### Your objective
From the entries below, copy exactly the lines from the one that contains "trunk, placing a dot on each." through the one that contains "trousers, placing a dot on each.", both included, and only those.

### Supplied material
◆ ◆ ◆
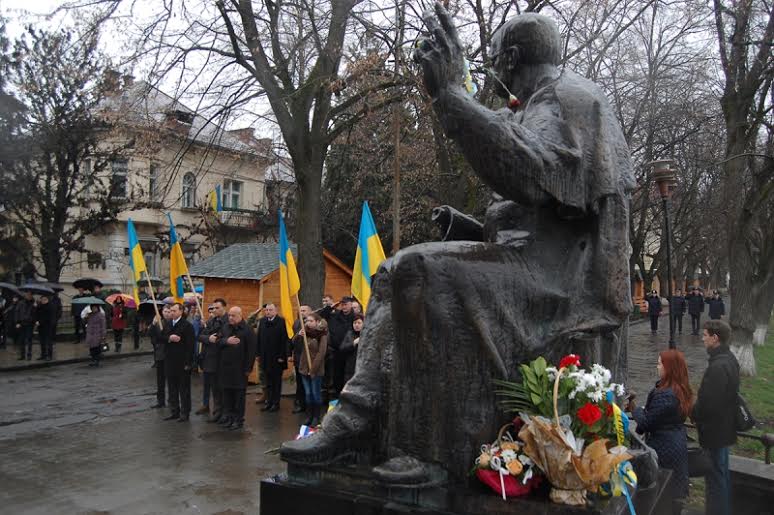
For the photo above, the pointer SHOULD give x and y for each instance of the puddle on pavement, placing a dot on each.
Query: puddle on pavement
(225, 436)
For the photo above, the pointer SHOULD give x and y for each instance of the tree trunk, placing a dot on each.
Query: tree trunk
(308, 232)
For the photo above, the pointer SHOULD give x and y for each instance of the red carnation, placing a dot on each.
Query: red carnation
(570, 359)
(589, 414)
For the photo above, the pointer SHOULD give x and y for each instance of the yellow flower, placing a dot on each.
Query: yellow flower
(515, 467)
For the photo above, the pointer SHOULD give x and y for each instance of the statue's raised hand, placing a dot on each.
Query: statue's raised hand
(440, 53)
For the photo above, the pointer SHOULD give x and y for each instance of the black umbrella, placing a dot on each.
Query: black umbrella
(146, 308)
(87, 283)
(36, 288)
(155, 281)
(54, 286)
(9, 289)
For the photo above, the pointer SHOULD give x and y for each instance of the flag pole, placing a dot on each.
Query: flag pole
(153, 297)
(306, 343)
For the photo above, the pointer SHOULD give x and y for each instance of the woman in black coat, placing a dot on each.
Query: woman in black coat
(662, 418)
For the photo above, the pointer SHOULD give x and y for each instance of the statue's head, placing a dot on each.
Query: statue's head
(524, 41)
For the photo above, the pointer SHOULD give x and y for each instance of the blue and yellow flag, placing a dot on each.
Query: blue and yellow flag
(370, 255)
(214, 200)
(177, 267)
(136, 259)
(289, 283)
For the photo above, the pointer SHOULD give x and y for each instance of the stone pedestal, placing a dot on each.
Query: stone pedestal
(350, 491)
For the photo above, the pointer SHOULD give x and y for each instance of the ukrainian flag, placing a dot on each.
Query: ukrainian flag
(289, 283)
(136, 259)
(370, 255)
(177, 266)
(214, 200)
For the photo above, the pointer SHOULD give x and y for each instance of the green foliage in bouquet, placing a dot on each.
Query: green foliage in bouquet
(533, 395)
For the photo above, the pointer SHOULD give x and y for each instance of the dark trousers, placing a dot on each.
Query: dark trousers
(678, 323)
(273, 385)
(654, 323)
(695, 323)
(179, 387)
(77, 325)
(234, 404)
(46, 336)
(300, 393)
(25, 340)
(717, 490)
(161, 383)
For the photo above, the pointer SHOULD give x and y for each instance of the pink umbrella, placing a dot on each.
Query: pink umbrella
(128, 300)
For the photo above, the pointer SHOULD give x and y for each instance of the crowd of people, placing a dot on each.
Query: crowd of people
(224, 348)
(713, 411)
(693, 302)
◆ ◆ ◆
### Written solution
For the photo above, the pointer SHOULD give x and y for each instance of the tree trunk, placing a dot on each.
Query: tree trunk
(308, 232)
For the photo above, the pointer SHOULD give x and y for each instance of the red carnation, placing a dot on each.
Query: red carnation
(570, 359)
(589, 414)
For the photo above, the pointer SHOULD give x and y for each instance of the yellow flower, placing a dot on each.
Query: yellow flower
(515, 467)
For the photo above, the pointer SHOULD give x and y for each instance of the statue's raised hand, placing a dot on each.
Query: statue's raised hand
(440, 53)
For the photo above, the pointer SHOULD give x and y for each instance of the black umbrella, placing a dot on each.
Query: black umbrella
(146, 308)
(87, 283)
(36, 288)
(155, 281)
(54, 286)
(9, 289)
For the photo above, the pointer SHOULD give x and y for each instance of the flag pole, placing a dot on each.
Query: flag pole
(153, 297)
(306, 343)
For the photo above, the pointer SHOULD give x and y for each instance of the woman in black coat, placing a dot on each.
Query: woman in black coat
(662, 418)
For the photo above, the pointer SHOULD give x and y for each instance of the statue's head, placing a dot on each.
Query: statue's head
(524, 41)
For the photo above, the pointer SHOULD give x and y for each instance of the blue and yellow flag, placing a dot on each.
Query: blue and yellow flag
(370, 255)
(214, 200)
(177, 267)
(136, 259)
(289, 283)
For the photo above, the pointer SHOULD give x and y for each instance of the stone pedestal, placing a dot on each.
Query: stone pedestal
(350, 491)
For the photo above, the pointer SHOULD give x and y for each instance of the ukrainian flag, placing a dot on each.
Query: ukrainian flag
(289, 283)
(136, 259)
(370, 255)
(177, 266)
(214, 200)
For the photo above, the pointer SHOULD give x and y for each instance of the green foliage in bouquet, placing a dot on each.
Query: green foliage in bouquet
(533, 395)
For the photo above, the pointer SHOULD give x and y for each instance of the dark trousers, placing a dot on each.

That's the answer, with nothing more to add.